**Problem statement**
In the records that follow, locate every line with "below" and extract it.

**Available data**
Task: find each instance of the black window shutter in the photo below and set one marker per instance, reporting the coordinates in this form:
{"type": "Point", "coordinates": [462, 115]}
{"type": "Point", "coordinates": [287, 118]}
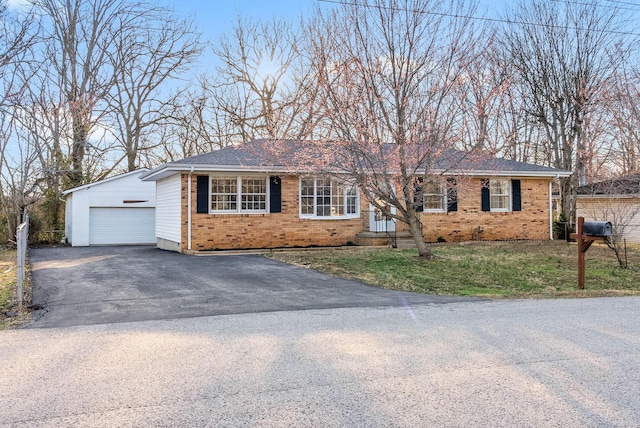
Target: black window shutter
{"type": "Point", "coordinates": [486, 200]}
{"type": "Point", "coordinates": [202, 194]}
{"type": "Point", "coordinates": [516, 195]}
{"type": "Point", "coordinates": [452, 195]}
{"type": "Point", "coordinates": [275, 194]}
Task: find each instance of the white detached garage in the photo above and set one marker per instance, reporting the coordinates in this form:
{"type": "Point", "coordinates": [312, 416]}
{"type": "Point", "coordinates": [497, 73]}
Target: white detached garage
{"type": "Point", "coordinates": [114, 211]}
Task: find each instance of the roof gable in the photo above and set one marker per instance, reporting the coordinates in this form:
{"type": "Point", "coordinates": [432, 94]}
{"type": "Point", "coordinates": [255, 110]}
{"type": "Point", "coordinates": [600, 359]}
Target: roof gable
{"type": "Point", "coordinates": [296, 155]}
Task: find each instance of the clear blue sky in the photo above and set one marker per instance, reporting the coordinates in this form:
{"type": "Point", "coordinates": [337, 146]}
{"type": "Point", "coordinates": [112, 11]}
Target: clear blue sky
{"type": "Point", "coordinates": [218, 16]}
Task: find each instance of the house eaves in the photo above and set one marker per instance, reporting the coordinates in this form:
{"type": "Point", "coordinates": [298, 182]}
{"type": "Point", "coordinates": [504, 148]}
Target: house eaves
{"type": "Point", "coordinates": [168, 170]}
{"type": "Point", "coordinates": [513, 173]}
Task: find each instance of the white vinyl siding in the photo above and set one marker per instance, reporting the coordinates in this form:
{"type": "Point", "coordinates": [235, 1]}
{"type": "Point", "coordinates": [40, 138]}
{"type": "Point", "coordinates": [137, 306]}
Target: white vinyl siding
{"type": "Point", "coordinates": [168, 210]}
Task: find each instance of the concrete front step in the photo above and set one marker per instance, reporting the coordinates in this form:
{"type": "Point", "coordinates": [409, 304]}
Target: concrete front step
{"type": "Point", "coordinates": [404, 243]}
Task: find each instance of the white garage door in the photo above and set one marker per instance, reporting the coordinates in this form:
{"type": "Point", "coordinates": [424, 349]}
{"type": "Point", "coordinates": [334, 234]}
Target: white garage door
{"type": "Point", "coordinates": [108, 226]}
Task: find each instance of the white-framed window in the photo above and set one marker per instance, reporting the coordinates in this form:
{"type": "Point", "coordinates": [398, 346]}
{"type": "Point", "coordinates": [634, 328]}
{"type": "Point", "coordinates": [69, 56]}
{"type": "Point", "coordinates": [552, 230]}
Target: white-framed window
{"type": "Point", "coordinates": [500, 195]}
{"type": "Point", "coordinates": [238, 195]}
{"type": "Point", "coordinates": [326, 198]}
{"type": "Point", "coordinates": [434, 197]}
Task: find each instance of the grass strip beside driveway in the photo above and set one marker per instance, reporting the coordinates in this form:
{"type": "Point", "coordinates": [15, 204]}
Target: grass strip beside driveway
{"type": "Point", "coordinates": [494, 270]}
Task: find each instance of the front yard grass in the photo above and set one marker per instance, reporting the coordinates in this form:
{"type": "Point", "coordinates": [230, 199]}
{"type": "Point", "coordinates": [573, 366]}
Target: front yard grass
{"type": "Point", "coordinates": [482, 269]}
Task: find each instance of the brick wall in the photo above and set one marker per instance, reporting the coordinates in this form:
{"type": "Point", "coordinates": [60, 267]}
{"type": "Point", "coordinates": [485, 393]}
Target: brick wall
{"type": "Point", "coordinates": [287, 229]}
{"type": "Point", "coordinates": [462, 225]}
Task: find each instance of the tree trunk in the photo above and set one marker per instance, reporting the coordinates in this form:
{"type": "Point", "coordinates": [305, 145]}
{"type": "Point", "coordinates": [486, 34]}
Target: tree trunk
{"type": "Point", "coordinates": [418, 237]}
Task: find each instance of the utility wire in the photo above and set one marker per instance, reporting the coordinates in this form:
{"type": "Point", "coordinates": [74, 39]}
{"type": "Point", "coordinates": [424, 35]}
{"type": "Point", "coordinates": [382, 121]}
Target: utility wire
{"type": "Point", "coordinates": [473, 17]}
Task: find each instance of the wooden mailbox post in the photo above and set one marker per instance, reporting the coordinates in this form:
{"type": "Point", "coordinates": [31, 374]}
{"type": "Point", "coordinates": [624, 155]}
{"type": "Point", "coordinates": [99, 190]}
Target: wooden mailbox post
{"type": "Point", "coordinates": [597, 231]}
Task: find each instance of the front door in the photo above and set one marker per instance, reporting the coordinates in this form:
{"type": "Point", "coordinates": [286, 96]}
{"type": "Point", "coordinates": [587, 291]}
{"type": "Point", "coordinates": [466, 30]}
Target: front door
{"type": "Point", "coordinates": [380, 221]}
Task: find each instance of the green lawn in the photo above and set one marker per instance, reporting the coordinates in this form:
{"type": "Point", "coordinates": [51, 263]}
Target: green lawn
{"type": "Point", "coordinates": [8, 278]}
{"type": "Point", "coordinates": [496, 270]}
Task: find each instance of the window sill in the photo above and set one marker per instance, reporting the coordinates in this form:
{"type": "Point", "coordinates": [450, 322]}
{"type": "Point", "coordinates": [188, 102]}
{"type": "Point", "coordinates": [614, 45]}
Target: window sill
{"type": "Point", "coordinates": [309, 217]}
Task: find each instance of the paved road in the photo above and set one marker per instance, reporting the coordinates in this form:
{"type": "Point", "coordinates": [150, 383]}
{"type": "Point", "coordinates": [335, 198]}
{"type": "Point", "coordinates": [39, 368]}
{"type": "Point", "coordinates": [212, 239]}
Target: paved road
{"type": "Point", "coordinates": [92, 285]}
{"type": "Point", "coordinates": [558, 363]}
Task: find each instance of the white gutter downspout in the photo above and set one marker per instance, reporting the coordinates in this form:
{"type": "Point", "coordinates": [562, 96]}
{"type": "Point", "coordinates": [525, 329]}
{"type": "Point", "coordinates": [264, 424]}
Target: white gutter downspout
{"type": "Point", "coordinates": [551, 209]}
{"type": "Point", "coordinates": [189, 209]}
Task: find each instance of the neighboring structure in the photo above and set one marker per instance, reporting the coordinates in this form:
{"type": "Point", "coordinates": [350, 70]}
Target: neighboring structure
{"type": "Point", "coordinates": [116, 210]}
{"type": "Point", "coordinates": [617, 201]}
{"type": "Point", "coordinates": [229, 199]}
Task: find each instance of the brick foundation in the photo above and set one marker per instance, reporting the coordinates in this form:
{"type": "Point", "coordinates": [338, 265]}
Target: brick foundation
{"type": "Point", "coordinates": [287, 229]}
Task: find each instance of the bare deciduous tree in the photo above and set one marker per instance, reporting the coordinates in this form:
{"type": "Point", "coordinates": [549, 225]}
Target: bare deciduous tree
{"type": "Point", "coordinates": [259, 85]}
{"type": "Point", "coordinates": [616, 201]}
{"type": "Point", "coordinates": [389, 74]}
{"type": "Point", "coordinates": [143, 61]}
{"type": "Point", "coordinates": [559, 53]}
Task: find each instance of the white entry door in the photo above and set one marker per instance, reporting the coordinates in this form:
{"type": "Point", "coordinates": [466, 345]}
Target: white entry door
{"type": "Point", "coordinates": [380, 221]}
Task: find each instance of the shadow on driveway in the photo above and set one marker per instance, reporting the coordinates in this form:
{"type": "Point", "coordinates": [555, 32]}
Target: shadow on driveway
{"type": "Point", "coordinates": [99, 285]}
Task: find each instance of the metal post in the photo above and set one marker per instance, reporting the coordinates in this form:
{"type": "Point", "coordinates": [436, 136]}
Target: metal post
{"type": "Point", "coordinates": [581, 251]}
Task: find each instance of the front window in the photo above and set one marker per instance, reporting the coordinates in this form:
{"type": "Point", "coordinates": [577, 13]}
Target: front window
{"type": "Point", "coordinates": [499, 195]}
{"type": "Point", "coordinates": [224, 194]}
{"type": "Point", "coordinates": [238, 194]}
{"type": "Point", "coordinates": [325, 198]}
{"type": "Point", "coordinates": [434, 197]}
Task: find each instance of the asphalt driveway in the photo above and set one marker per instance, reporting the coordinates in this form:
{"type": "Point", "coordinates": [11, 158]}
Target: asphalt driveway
{"type": "Point", "coordinates": [98, 285]}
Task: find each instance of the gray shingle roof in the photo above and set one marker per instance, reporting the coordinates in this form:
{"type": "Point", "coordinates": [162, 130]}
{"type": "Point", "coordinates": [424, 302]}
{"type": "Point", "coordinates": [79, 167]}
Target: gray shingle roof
{"type": "Point", "coordinates": [628, 185]}
{"type": "Point", "coordinates": [267, 155]}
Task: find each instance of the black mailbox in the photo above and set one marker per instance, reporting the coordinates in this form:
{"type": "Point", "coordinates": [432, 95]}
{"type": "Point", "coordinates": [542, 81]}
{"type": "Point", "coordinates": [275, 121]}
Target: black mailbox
{"type": "Point", "coordinates": [597, 228]}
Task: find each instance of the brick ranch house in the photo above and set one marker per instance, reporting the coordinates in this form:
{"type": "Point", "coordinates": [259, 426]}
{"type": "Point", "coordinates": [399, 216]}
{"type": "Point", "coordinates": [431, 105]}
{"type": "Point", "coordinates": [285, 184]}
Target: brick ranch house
{"type": "Point", "coordinates": [229, 199]}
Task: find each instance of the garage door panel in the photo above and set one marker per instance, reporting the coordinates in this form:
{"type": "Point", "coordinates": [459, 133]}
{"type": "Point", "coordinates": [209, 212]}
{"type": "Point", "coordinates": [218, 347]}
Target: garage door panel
{"type": "Point", "coordinates": [110, 226]}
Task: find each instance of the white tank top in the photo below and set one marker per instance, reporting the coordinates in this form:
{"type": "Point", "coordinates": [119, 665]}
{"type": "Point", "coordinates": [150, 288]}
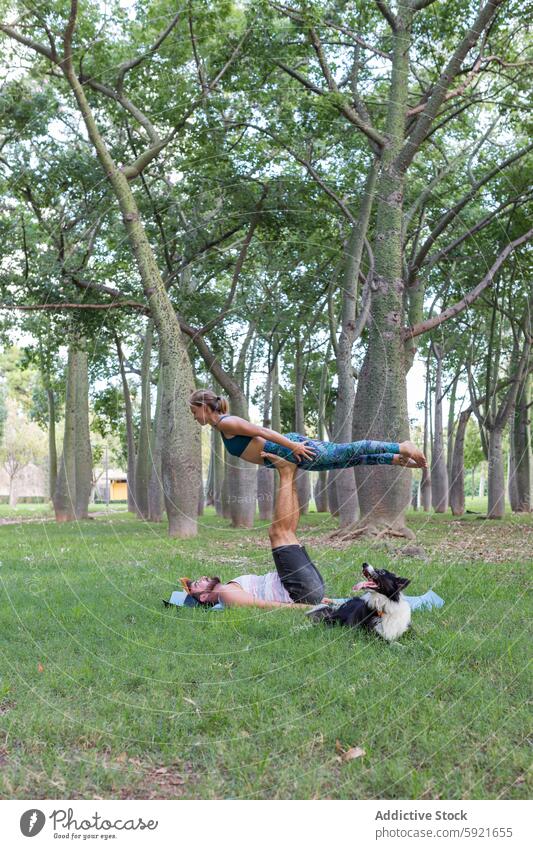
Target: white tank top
{"type": "Point", "coordinates": [264, 587]}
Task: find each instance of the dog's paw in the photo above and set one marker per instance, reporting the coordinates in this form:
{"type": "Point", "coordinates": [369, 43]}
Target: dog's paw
{"type": "Point", "coordinates": [320, 612]}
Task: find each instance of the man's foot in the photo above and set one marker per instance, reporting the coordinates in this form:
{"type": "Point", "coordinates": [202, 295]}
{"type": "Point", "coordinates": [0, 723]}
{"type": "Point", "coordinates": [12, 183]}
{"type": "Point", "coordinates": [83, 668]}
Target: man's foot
{"type": "Point", "coordinates": [283, 466]}
{"type": "Point", "coordinates": [410, 451]}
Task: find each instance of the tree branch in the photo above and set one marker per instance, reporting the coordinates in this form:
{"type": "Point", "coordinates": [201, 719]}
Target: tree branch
{"type": "Point", "coordinates": [455, 210]}
{"type": "Point", "coordinates": [29, 42]}
{"type": "Point", "coordinates": [423, 123]}
{"type": "Point", "coordinates": [132, 63]}
{"type": "Point", "coordinates": [376, 138]}
{"type": "Point", "coordinates": [238, 266]}
{"type": "Point", "coordinates": [387, 14]}
{"type": "Point", "coordinates": [66, 306]}
{"type": "Point", "coordinates": [455, 309]}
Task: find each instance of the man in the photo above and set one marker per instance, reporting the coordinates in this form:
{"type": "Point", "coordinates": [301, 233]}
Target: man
{"type": "Point", "coordinates": [296, 580]}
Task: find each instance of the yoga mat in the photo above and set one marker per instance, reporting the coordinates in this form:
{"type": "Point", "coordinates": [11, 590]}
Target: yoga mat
{"type": "Point", "coordinates": [427, 601]}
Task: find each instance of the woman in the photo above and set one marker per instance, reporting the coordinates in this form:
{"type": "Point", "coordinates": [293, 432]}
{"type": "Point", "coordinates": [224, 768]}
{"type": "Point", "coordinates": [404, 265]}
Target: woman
{"type": "Point", "coordinates": [246, 440]}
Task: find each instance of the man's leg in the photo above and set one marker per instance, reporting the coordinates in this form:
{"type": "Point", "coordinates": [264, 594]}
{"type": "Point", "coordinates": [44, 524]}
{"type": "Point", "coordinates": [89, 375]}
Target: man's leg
{"type": "Point", "coordinates": [282, 531]}
{"type": "Point", "coordinates": [298, 574]}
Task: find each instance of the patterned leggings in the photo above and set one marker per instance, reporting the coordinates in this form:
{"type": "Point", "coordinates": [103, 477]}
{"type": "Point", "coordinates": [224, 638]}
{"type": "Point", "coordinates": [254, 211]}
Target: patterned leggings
{"type": "Point", "coordinates": [333, 455]}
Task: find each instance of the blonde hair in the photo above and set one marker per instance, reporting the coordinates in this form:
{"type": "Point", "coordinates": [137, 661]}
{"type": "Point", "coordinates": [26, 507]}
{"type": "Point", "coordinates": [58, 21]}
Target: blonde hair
{"type": "Point", "coordinates": [210, 399]}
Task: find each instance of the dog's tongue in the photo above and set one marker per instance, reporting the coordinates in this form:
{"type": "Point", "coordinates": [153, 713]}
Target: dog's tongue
{"type": "Point", "coordinates": [364, 585]}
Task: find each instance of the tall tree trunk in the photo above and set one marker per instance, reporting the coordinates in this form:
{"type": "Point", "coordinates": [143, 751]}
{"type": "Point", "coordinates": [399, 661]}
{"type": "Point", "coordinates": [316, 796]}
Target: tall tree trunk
{"type": "Point", "coordinates": [52, 449]}
{"type": "Point", "coordinates": [242, 476]}
{"type": "Point", "coordinates": [425, 483]}
{"type": "Point", "coordinates": [265, 478]}
{"type": "Point", "coordinates": [321, 486]}
{"type": "Point", "coordinates": [156, 501]}
{"type": "Point", "coordinates": [496, 505]}
{"type": "Point", "coordinates": [457, 477]}
{"type": "Point", "coordinates": [381, 399]}
{"type": "Point", "coordinates": [83, 454]}
{"type": "Point", "coordinates": [303, 487]}
{"type": "Point", "coordinates": [276, 407]}
{"type": "Point", "coordinates": [344, 479]}
{"type": "Point", "coordinates": [521, 443]}
{"type": "Point", "coordinates": [143, 468]}
{"type": "Point", "coordinates": [209, 493]}
{"type": "Point", "coordinates": [181, 434]}
{"type": "Point", "coordinates": [451, 426]}
{"type": "Point", "coordinates": [130, 438]}
{"type": "Point", "coordinates": [439, 473]}
{"type": "Point", "coordinates": [13, 498]}
{"type": "Point", "coordinates": [65, 492]}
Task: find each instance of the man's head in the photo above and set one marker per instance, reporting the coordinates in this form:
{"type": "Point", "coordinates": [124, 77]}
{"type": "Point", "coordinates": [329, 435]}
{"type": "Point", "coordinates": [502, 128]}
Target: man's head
{"type": "Point", "coordinates": [202, 589]}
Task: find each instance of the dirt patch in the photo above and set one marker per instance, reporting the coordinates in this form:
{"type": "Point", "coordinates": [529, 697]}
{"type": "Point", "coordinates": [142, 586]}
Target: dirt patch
{"type": "Point", "coordinates": [465, 542]}
{"type": "Point", "coordinates": [169, 781]}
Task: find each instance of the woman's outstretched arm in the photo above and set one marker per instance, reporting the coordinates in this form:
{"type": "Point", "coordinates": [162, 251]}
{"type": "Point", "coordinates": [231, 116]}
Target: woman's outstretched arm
{"type": "Point", "coordinates": [235, 426]}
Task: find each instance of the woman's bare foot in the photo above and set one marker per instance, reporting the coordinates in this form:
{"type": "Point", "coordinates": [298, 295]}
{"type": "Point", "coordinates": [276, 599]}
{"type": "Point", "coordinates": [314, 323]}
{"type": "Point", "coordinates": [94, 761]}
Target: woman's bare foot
{"type": "Point", "coordinates": [410, 451]}
{"type": "Point", "coordinates": [280, 463]}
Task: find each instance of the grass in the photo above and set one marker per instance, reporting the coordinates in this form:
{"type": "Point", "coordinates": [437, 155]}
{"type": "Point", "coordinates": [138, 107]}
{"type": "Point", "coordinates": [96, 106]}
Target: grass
{"type": "Point", "coordinates": [104, 693]}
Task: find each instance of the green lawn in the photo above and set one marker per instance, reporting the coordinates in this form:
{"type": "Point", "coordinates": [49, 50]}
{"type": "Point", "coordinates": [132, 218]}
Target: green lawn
{"type": "Point", "coordinates": [105, 693]}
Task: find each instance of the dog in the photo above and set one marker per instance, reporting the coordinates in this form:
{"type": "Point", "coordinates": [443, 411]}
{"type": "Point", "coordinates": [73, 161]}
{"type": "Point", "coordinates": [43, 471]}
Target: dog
{"type": "Point", "coordinates": [384, 611]}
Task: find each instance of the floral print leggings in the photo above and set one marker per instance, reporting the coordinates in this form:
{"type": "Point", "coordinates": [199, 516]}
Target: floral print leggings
{"type": "Point", "coordinates": [333, 455]}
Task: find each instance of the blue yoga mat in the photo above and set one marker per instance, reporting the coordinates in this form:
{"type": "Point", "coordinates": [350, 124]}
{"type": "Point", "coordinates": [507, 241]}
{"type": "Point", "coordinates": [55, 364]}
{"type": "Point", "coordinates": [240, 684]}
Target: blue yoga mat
{"type": "Point", "coordinates": [416, 602]}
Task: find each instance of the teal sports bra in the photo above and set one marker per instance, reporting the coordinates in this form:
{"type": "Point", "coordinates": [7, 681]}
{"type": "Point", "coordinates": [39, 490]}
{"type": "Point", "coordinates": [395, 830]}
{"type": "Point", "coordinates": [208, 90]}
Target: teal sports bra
{"type": "Point", "coordinates": [234, 444]}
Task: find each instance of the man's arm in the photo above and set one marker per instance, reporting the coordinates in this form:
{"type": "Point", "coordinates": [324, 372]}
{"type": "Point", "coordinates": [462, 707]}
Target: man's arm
{"type": "Point", "coordinates": [234, 596]}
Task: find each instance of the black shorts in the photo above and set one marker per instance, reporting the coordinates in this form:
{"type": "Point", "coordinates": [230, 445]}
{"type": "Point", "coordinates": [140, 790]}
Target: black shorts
{"type": "Point", "coordinates": [298, 574]}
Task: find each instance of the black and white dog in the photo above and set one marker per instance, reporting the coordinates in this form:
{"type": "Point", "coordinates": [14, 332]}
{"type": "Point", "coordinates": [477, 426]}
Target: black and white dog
{"type": "Point", "coordinates": [383, 610]}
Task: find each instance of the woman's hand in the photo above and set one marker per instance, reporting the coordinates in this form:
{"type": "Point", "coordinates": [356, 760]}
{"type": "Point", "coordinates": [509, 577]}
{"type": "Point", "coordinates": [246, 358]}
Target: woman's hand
{"type": "Point", "coordinates": [302, 451]}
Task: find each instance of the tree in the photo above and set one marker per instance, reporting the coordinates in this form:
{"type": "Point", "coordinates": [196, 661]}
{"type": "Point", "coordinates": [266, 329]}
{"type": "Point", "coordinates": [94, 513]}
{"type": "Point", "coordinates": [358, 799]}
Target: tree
{"type": "Point", "coordinates": [23, 443]}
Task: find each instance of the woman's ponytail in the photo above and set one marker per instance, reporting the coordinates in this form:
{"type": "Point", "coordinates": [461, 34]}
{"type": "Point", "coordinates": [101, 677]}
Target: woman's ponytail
{"type": "Point", "coordinates": [206, 396]}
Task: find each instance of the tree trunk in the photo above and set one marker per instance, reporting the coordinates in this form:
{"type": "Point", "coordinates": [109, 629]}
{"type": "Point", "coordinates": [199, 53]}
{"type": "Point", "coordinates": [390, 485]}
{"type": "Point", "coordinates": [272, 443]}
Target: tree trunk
{"type": "Point", "coordinates": [52, 449]}
{"type": "Point", "coordinates": [209, 494]}
{"type": "Point", "coordinates": [65, 492]}
{"type": "Point", "coordinates": [265, 478]}
{"type": "Point", "coordinates": [143, 468]}
{"type": "Point", "coordinates": [83, 453]}
{"type": "Point", "coordinates": [457, 477]}
{"type": "Point", "coordinates": [130, 438]}
{"type": "Point", "coordinates": [12, 502]}
{"type": "Point", "coordinates": [241, 476]}
{"type": "Point", "coordinates": [451, 425]}
{"type": "Point", "coordinates": [344, 479]}
{"type": "Point", "coordinates": [521, 450]}
{"type": "Point", "coordinates": [218, 470]}
{"type": "Point", "coordinates": [156, 501]}
{"type": "Point", "coordinates": [303, 487]}
{"type": "Point", "coordinates": [496, 505]}
{"type": "Point", "coordinates": [276, 408]}
{"type": "Point", "coordinates": [425, 483]}
{"type": "Point", "coordinates": [181, 434]}
{"type": "Point", "coordinates": [439, 473]}
{"type": "Point", "coordinates": [321, 486]}
{"type": "Point", "coordinates": [380, 410]}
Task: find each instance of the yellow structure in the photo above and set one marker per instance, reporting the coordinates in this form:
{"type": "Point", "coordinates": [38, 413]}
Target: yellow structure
{"type": "Point", "coordinates": [118, 491]}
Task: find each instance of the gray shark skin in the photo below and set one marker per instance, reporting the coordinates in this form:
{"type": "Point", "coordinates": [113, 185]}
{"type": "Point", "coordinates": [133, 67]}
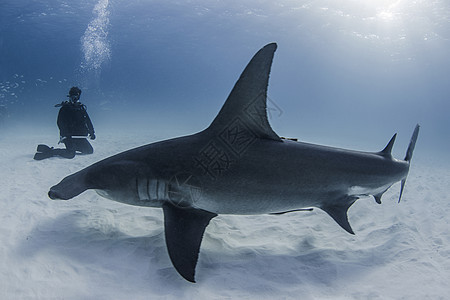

**Finished exercise**
Task: find each instance of the black window shutter in the photo below and set one marker per instance, reporting the coordinates in this form:
Task: find each instance of the white tank top in the photo below and set one marker per instance, reporting the coordinates in this form:
Task: find each instance of the gray shark skin in the photo below and set one marker per instance, reporting the coordinates in this form:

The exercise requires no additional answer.